- **DATA LINES**:
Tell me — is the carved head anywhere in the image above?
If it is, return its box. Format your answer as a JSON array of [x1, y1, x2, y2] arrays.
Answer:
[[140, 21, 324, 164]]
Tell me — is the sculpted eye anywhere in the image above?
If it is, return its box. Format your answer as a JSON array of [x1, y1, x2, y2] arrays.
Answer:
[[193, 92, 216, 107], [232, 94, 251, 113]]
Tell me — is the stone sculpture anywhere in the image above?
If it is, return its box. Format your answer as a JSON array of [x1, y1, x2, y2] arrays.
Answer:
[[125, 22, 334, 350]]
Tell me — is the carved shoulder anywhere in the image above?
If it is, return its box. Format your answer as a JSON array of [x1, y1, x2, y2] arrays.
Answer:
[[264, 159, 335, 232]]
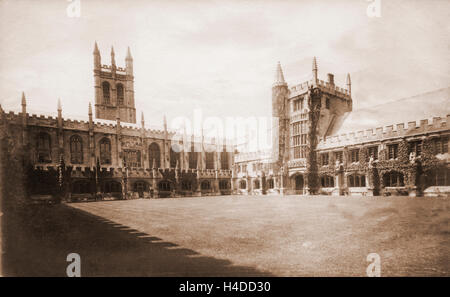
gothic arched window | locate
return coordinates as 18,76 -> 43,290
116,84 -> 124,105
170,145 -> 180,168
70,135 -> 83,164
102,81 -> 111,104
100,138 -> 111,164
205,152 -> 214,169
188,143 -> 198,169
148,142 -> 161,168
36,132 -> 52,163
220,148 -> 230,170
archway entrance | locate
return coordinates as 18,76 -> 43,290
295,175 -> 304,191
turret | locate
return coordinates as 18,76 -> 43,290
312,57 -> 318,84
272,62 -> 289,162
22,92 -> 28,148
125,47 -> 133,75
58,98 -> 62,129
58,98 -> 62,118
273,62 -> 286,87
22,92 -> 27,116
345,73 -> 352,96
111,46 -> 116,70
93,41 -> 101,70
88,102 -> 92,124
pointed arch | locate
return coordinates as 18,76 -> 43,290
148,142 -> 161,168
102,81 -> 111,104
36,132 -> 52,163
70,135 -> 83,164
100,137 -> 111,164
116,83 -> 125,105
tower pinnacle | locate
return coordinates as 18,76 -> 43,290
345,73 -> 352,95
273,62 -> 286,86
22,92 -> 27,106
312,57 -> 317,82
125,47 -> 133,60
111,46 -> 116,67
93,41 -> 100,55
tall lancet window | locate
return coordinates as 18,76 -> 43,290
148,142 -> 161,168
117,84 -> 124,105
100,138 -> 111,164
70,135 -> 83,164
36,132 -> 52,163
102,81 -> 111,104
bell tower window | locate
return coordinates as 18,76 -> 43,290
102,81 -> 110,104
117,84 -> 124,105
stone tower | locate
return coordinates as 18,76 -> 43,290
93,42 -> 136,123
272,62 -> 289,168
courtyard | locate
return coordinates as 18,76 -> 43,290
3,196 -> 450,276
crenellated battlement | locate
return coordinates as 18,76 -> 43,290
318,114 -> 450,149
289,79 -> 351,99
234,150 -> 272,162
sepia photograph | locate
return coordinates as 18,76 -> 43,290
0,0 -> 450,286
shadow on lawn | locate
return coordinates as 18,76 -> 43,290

- **EXERCISE DIRECTIONS**:
Extract exactly the lines above from the line containing "Tell me — is the sculpted" through the last one, both ends included, but not the pictures.

- **COMPLETED EXERCISE**:
Tell me — is the sculpted eye anywhere in the image above?
If it is, return its box. Format your answer as a JSON array of [x1, y1, x2, y2] arrays.
Answer:
[[193, 92, 216, 107], [232, 94, 251, 113]]
Tell me — is the stone sculpture anywhere in the image above?
If it is, return its box. Format your answer as a JSON array of [x1, y1, x2, y2] arrays.
Answer:
[[125, 22, 334, 350]]
Tell me — is the carved shoulder anywhere in the image above?
If it is, return its box. Format your answer as a JSON array of [x1, y1, x2, y2] arrays.
Answer:
[[264, 159, 335, 232]]
gothic arched window | locate
return coordinates as 18,76 -> 43,290
116,84 -> 124,105
170,145 -> 180,168
70,135 -> 83,164
102,81 -> 111,104
100,138 -> 111,164
205,152 -> 214,169
188,143 -> 198,169
148,142 -> 161,168
36,132 -> 52,163
220,148 -> 230,170
archway entrance | locate
return coordinates as 18,76 -> 43,290
295,175 -> 304,191
turret | locate
return coordinates as 18,76 -> 43,290
312,57 -> 318,84
272,62 -> 289,162
22,92 -> 28,148
125,47 -> 133,75
58,98 -> 62,129
58,98 -> 62,118
273,62 -> 286,87
22,92 -> 27,116
345,73 -> 352,96
111,46 -> 116,70
93,41 -> 101,70
88,102 -> 92,124
pointed arch | locate
return coordinates as 18,76 -> 43,290
148,142 -> 161,168
102,81 -> 111,104
36,132 -> 52,163
70,135 -> 83,164
100,137 -> 111,164
116,83 -> 125,105
tower pinnacle | locate
return coordinates as 18,76 -> 43,290
345,73 -> 352,95
273,62 -> 286,86
22,92 -> 27,106
312,57 -> 317,82
125,47 -> 133,60
111,46 -> 116,67
93,41 -> 100,55
tall lancet window | locate
return coordinates as 18,76 -> 43,290
148,142 -> 161,168
117,84 -> 124,105
100,138 -> 111,164
70,135 -> 83,164
36,132 -> 52,163
102,81 -> 111,104
bell tower window | locate
return coordinates as 18,76 -> 43,290
102,81 -> 110,104
117,84 -> 124,105
stone tower | locate
return coordinates as 18,76 -> 43,290
93,42 -> 136,123
272,62 -> 289,168
courtyard | locate
return coordinates as 18,76 -> 43,290
3,196 -> 450,276
crenellated battlement | locate
return coordinates as 18,76 -> 43,290
318,114 -> 450,149
289,79 -> 351,99
234,150 -> 272,162
sepia photograph | locate
return coordinates as 18,76 -> 43,290
0,0 -> 450,286
shadow on lawn | locate
return coordinates as 18,76 -> 43,290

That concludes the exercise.